Work instructions —
The complete listing goes into the output exactly, without its pictures.

Data provided —
* * * * * * *
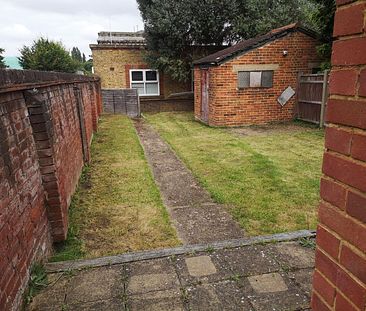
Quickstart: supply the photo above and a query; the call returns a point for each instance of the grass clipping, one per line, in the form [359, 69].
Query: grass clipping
[117, 207]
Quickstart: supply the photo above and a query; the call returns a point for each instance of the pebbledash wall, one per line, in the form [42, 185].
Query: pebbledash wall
[340, 275]
[230, 106]
[46, 125]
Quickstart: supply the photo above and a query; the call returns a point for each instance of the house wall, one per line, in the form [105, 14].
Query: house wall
[229, 106]
[124, 59]
[340, 275]
[41, 157]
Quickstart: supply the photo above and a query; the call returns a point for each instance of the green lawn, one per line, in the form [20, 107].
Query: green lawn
[270, 180]
[117, 207]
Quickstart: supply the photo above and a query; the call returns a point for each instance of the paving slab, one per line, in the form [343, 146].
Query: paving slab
[187, 267]
[219, 296]
[200, 266]
[265, 299]
[255, 260]
[291, 255]
[268, 283]
[96, 285]
[54, 295]
[303, 278]
[150, 276]
[110, 305]
[193, 212]
[254, 277]
[169, 300]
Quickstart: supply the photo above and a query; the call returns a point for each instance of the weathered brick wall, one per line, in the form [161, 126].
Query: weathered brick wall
[340, 276]
[229, 106]
[42, 121]
[24, 227]
[112, 65]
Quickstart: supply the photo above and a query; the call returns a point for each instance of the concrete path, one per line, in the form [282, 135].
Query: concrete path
[197, 218]
[256, 277]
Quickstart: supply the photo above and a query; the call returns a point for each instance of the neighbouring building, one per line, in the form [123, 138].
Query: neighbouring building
[241, 85]
[118, 60]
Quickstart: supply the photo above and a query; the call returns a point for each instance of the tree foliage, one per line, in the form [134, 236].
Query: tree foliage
[2, 61]
[82, 64]
[323, 19]
[173, 28]
[76, 54]
[47, 55]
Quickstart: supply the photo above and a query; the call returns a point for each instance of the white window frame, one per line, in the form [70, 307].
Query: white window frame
[144, 81]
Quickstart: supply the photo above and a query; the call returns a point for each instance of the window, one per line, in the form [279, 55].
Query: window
[247, 79]
[146, 81]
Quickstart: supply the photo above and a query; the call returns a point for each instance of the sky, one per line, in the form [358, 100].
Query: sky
[74, 22]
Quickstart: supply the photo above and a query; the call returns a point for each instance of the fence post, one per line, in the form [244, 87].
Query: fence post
[298, 83]
[80, 109]
[324, 98]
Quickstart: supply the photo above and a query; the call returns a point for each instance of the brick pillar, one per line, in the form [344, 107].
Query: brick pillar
[340, 275]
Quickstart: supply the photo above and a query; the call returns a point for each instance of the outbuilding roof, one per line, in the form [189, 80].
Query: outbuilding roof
[120, 39]
[251, 44]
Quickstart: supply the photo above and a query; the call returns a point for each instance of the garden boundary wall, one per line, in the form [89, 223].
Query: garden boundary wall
[47, 122]
[340, 276]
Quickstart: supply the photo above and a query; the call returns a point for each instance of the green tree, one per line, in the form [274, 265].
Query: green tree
[174, 28]
[47, 55]
[76, 54]
[323, 19]
[2, 61]
[88, 65]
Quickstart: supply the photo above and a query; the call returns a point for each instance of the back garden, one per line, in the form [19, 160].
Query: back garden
[266, 176]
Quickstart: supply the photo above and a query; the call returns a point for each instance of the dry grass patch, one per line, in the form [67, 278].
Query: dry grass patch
[117, 207]
[268, 175]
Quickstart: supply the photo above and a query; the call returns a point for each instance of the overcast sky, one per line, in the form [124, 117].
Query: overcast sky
[74, 22]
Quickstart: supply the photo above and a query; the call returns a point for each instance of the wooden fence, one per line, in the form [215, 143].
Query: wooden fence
[312, 97]
[121, 101]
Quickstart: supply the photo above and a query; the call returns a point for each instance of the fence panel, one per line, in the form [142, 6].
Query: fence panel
[312, 97]
[122, 101]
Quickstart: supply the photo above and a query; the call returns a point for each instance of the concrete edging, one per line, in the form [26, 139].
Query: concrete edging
[160, 253]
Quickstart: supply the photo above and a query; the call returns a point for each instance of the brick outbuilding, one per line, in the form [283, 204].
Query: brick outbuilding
[241, 85]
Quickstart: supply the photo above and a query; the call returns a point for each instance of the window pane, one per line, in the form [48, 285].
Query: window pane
[243, 79]
[152, 88]
[140, 87]
[267, 78]
[255, 79]
[137, 76]
[151, 76]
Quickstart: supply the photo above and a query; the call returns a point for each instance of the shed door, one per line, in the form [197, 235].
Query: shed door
[204, 95]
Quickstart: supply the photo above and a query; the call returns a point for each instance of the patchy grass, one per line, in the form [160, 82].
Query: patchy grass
[117, 207]
[270, 177]
[37, 281]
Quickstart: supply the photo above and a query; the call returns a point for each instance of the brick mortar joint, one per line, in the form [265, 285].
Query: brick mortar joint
[346, 158]
[344, 213]
[346, 187]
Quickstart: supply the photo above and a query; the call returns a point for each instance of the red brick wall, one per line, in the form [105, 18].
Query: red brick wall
[340, 276]
[24, 227]
[41, 158]
[229, 106]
* * * * * * *
Reply to the task —
Quickstart: supply the photo above and a query; the call returns a point for each instance of the grass clipping, one per line, in the form [359, 69].
Query: grass clipping
[117, 207]
Quickstart: supply the photo above and a query; the call returns a point for each instance of the pebbledash wall, one per line, in the form [42, 185].
Query: pebbledash wall
[340, 275]
[230, 106]
[46, 125]
Quickstart: supply the photo above and a query; the call returns a point for each instance of the house wall, one per line, in the form [105, 14].
Query: house wall
[229, 106]
[124, 59]
[340, 275]
[41, 157]
Quickstart: supply the photo above and a query; the call returns a point for each instance of the green lawn, one per line, in the form [20, 107].
Query: green lawn
[270, 180]
[117, 207]
Quickstart: supply the photo above and a query; the call returns a point for each instance of the paving slab, one per line, in the form [343, 146].
Query: paving slab
[187, 267]
[219, 296]
[200, 266]
[265, 299]
[255, 260]
[291, 255]
[268, 283]
[96, 285]
[54, 295]
[303, 278]
[150, 276]
[110, 305]
[193, 212]
[254, 277]
[169, 300]
Quickstart: supply the photo above and a query; the call returns a point for each instance of the weathered brick wall, one per line, in the form [161, 126].
Query: weathered brick wall
[340, 276]
[229, 106]
[42, 121]
[24, 227]
[112, 65]
Quickstart: supply the photo above and a query; the call returns a point for each instance of the concrete path, one per line, in the form [282, 135].
Query: concrete path
[197, 218]
[256, 277]
Quickstart: supply the photo above and a query; the call returns a point for each instance of the neighbouring building, one per line, in the form [123, 138].
Query: neighbouring building
[241, 85]
[118, 60]
Quickstart: supply the photo above and a query; the call returns a point for each instance of the tree foliage, one per line, in the form [134, 236].
Query: tree foliage
[2, 61]
[82, 64]
[323, 19]
[173, 28]
[76, 54]
[47, 55]
Quickstart: supply the photo above and a query; the call returns a point for each instance of the white window frame, one per line, in the form [70, 307].
Query: white window frame
[144, 81]
Quickstart: supply the photo above and a query; the call returns a point for each instance of the window, one per line, in the form [279, 55].
Query: window
[247, 79]
[146, 81]
Quickstart: supply the photo above and a query; the call returns a point for each instance of the sky, one per line, in the form [358, 100].
Query: sky
[74, 22]
Quickstart: supply the photo above and a query; the call returns a point for each instance of the fence post, one per line, in the form [244, 87].
Query: fence post
[298, 83]
[80, 109]
[324, 98]
Quickstart: supply the photo above and a query; the call returns a point for each instance of the brick pillar, one per line, in the form [344, 107].
Query: brick pillar
[340, 275]
Quickstart: supply the photo above and a query; the call returns a point for each instance of the outbuilding roof, one per line, in the form [189, 80].
Query: outbuilding roof
[120, 39]
[251, 44]
Quickstart: supply the photo above and a query; the call returns a point for each instance of the garden boundary wall, one per line, in the form [89, 223].
Query: garden boundary wall
[47, 122]
[340, 276]
Quickstart: supply the photo above and a query; the call returns a point for each instance of the green tree, one per line, in the form [274, 265].
Query: green tree
[174, 28]
[47, 55]
[76, 54]
[323, 19]
[2, 61]
[88, 65]
Quickstart: supply the photo above and a query; the call returns a point for each instance of the back garden, one per line, in the form [19, 160].
Query: back garden
[266, 176]
Quickstart: supply the photo above and a query; the call returns a point for each instance of the dry grass patch, one per line, in the form [67, 278].
Query: dry grass patch
[117, 207]
[268, 175]
Quickstart: supply the photo above and a query; the call returns a point for each instance of the overcast sky, one per line, in the form [124, 117].
Query: overcast sky
[74, 22]
Quickstart: supply the photo above and a query; the call returns a point for each instance of the wooden fence, one per line, in the form [215, 143].
Query: wooden fence
[312, 97]
[121, 101]
Quickstart: supply the photo above and a query; the call returns a point for each instance of the fence panel, one per line, in the form [142, 6].
Query: fence panel
[312, 97]
[122, 101]
Quickstart: supply the photo above and a query; the call returns a point for each instance of the concrete edging, one per line, in the form [26, 139].
Query: concrete edging
[160, 253]
Quickstart: supply the photo above and a query; the call returns a point for each instance of the brick outbuilding, one per line, in the form [283, 204].
Query: brick outbuilding
[241, 85]
Quickstart: supply the photo above and a query; the call returns a point for each instance of the window pane, one per line, in the form [48, 285].
Query: window pane
[243, 79]
[152, 88]
[140, 87]
[267, 78]
[255, 79]
[137, 76]
[151, 76]
Quickstart: supply the photo above and a query; the call returns a point for each instance of the shed door, one per line, in the form [197, 235].
Query: shed door
[204, 95]
Quickstart: supply the photo above and a query; the call returns a point for each instance of the patchy grass, one per line, in the form [160, 82].
Query: patchy grass
[117, 207]
[270, 177]
[37, 281]
Quickstart: supply the photo above and a query; the call returns a point for each instance of the brick mortar joint, one per line, in the form [265, 285].
Query: brick mortar joint
[346, 158]
[344, 213]
[346, 187]
Quickstart: supply the photo above and a query; the call returns a point for each instance of the red brick wall, one per line, in the form [105, 18].
Query: red brick wall
[340, 276]
[24, 227]
[41, 158]
[229, 106]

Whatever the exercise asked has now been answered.